| Passage |
━━━

The whole "we're protecting you" argument is a line of garbage intended to
sway meatheads into thinking that being denied access to ownership and
prosperity is a good thing. That these these opportunities should only be
given to already wealthy people and that the peons are too stupid to
understand concepts like "this is pretty risky, you'll probably lose it all,
but if it hits you might make a bundle."

In the meantime, the lobbyist for every other way to lose your shirt have made
sure that all the doors are open to everyone. The poor little peons too stupid
to understand if Facebook might have been a good risk are still able to: blow
all their money in Vegas, invest in penny stocks, buy Apple at a top and sell
at a bottom, buy a virtual spaceship for $10K, buy a house with maximum
leverage into a bubbly market, have $100K in credit card and vehicle debt, and
on and on. There are a million ways to shoot yourself in the foot and they are
all perfectly fine, but if you want to put $1000 into Google pre-IPO then WHOA
we gotta protect you from that!

━━━

| Directive |
In the passage on investor protection, what price is given for a virtual spaceship?

| Given information |
━━━

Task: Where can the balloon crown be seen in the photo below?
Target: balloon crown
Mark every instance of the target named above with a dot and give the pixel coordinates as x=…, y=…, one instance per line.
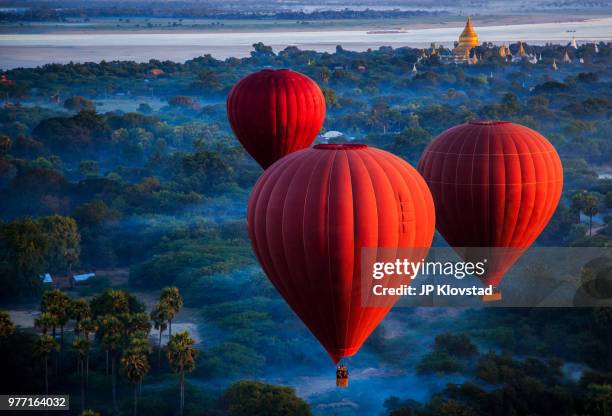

━━━

| Written solution |
$10K